▶ [EXTRAIT DU TEXTE]:
====
Accueil🇫🇷Chercher

Maître du Retable de Heisterbach

Le maître du Retable de Heisterbach est un peintre anonyme du gothique tardif, actif à Cologne vers 1440-1450. Il doit son nom de convention à l'abbaye de Heisterbach près de Bonn[1]. Pour cette abbaye, l'artiste crée, entre 1445 et 1450, un grand polyptyque à double paire de volets qui lui est attribué. Le monastère est dissout en 1806. Deux volets peints sont conservés, le devenir de la partie centrale, probablement une huche sculptée, n'est pas connu.

Vue d'ensemble des panneaux du retable de Heisterbach conservés au Wallraf-Richartz Museum.

Le retable de Heisterbach

Ursule protectrice.

Le retable est créé pour l'ancienne église abbatiale Sainte-Marie de l'abbaye de Heisterbach entre 1445 et 1450. Une création avant 1448 a été avancée, car c'est l'année de la mort de l'abbé Christian II, mécène important de l’abbaye[2]. Mais la datation est, d'après Tobias Nagel, encore incertaine, parce que la relation maître-élève, entre le Maître du retable et Stefan Lochner, n'est pas tranchée[3]. Lors d'un colloque sur Stefan Lochner, à l'occasion de l'exposition au Wallraf-Richartz Museum en 1994, une datation précoce a été estimée être la plus probable, ce qui faisait de Lochner un élève du Maître[3].

Le retable est particulièrement imposant : chaque volet mesure 182,5 × 121,5 cm. Il devait faire partie du maître-autel de l'église. L'abbaye est sécularisée en , les quatorze moines restants quittent le monastère début . L'église est vendue comme carrière (« auf Abbruch ») en 1809[2], et seul subsiste le chœur. C'est probablement les frères Boisserée qui ont acheté le retable, dont on sait qu'ils en possédaient des éléments. Certains ont fait l'objet d'échanges avec Wallraf. L'abbaye était particulièrement riche en retables. Des documents mentionnent la consécration de dix-sept retables, rien que pour l'année 1227, de trois autres en 1237[2].

Les volets du retable de Heisterbach sont répartis entre le Wallraf-Richartz Museum de Cologne, et la Staatsgalerie in der Neuen Residenz à Bamberg. La partie centrale sculptée, qui montrait peut-être le Christ et six apôtres, a disparu.

L'extérieur du volet gauche présente Ursule de Cologne en protectrice de ses compagnes (au Wallraf-Richartz Museum), et l'extérieur du volet droit Géréon de Cologne avec ses compagnons (à la Staatsgalerie).

En position ouverte, on voit l'intérieur de la première paire de volets et l'extérieur de la deuxième paire. Le quatre faces ainsi visibles sont chacune peinte de quatre tableaux, ce qui fait un total de seize panneaux montrant des scènes de la vie de Jésus. Lors du démembrement, les panneaux ont été clivés et enduits au dos d'une peinture noire isolante. Les panneaux présentent tous des défauts plus ou moins importants et des traces de traitements ultérieurs ; le dessin sous-jacent est cependant conservé[3]. Douze de ces peintures sont à Bamberg, à la Staatsgalerie in der Neuen Residenz, et quatre au Wallraf-Richartz Museum. On peut reconstruire comme suit l'agencement des épisodes[2] :

Couronnement d'épines.
====
▶ [DONNÉES FOURNIES]:
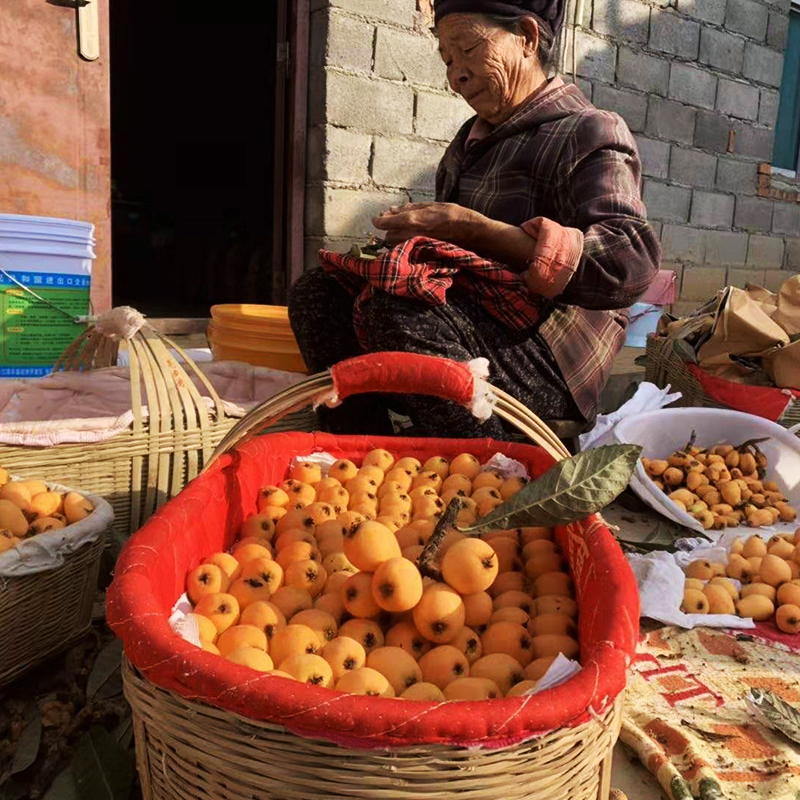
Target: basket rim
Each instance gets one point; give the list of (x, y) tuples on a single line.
[(137, 617)]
====
▶ [CONSIGNE]: Continuez le texte sur le Maître du Retable de Heisterbach à partir de sa dernière ligne. La liste ci-dessus provient d'une autre source.

▶ [RÉPONSE]:
Résurrection.
Volet externe gauche ouvert
  • Annonciation
  • Visitation
  • Nativité
  • Adoration des mages
Volet interne gauche fermé
  • Mont des Oliviers
  • Baiser de Judas
  • Portement de croix
  • Crucifixion avec donateur
Volet interne droit fermé
  • Ecce Homo
  • Flagellation[4] et Couronnement d’épines[5]
  • Mise au tombeau[6]
  • Résurrection
Volet externe droit ouvert
  • Apparition du Christ
  • Ascension
  • Pentecôte
  • Mort de Marie

Lorsque les volets intérieurs sont également ouverts, ils montrent à gauche saint Benoît et les apôtres Philippe, Matthieu et Jacques le Mineur, et à droite Barthélemy, Simon, Matthias et saint Bernard. On peut imaginer que la partie centrale, en continuation des volets, contient la suite des apôtres : Pierre, André, Jacques le Majeur, Jean, Thomas, Thaddée. Comme, par analogie avec les volets, on peut supposer deux personnes additionnelles, il peut s'agir du Christ crucifié et de Paul. Dans sa structure, le retable est donc assez proche du retable des Clarisses[2].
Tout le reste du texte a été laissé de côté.